Rewrite the rows below as a numbered list, leaving out any blank lines.

---+---

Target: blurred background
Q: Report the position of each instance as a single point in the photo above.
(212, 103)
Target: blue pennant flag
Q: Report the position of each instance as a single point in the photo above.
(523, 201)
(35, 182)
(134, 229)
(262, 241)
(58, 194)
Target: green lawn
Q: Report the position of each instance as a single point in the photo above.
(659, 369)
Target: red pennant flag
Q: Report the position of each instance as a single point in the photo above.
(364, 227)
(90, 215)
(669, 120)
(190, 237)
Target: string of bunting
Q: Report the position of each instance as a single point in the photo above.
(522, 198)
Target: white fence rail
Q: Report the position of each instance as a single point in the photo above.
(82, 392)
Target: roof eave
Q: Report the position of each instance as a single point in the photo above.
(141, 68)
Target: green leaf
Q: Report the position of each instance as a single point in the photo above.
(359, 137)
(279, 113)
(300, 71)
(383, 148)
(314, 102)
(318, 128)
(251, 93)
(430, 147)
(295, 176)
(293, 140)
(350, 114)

---+---

• **Solved exercise**:
1. Target: blurred background
2. Q: Report the position of each instance as a single point in the photo above.
3. (212, 103)
4. Target: blue pennant flag
5. Q: Report the position of each instance as a single point in the photo above.
6. (523, 201)
7. (35, 182)
8. (134, 229)
9. (262, 241)
10. (58, 194)
11. Target: green lawn
12. Q: Report the position of each instance as a single point in the photo above.
13. (659, 369)
14. Target: red pennant flag
15. Q: Report the position of each instance as a single point in the photo above.
16. (364, 227)
17. (90, 215)
18. (669, 120)
19. (190, 237)
20. Target: string of bunting
21. Q: Report the position of each instance as a single point in the photo above.
22. (522, 198)
23. Target: white fence rail
24. Q: Report the position of each instance as a single point in the photo above.
25. (82, 392)
26. Target: roof eave
27. Q: Report the position of each instance as a single point in the photo above.
28. (141, 68)
29. Target: green leaf
30. Q: Report the position of each instance as a single point in the photo above.
31. (359, 137)
32. (279, 113)
33. (300, 71)
34. (383, 148)
35. (314, 102)
36. (318, 128)
37. (251, 93)
38. (430, 147)
39. (295, 176)
40. (293, 140)
41. (350, 114)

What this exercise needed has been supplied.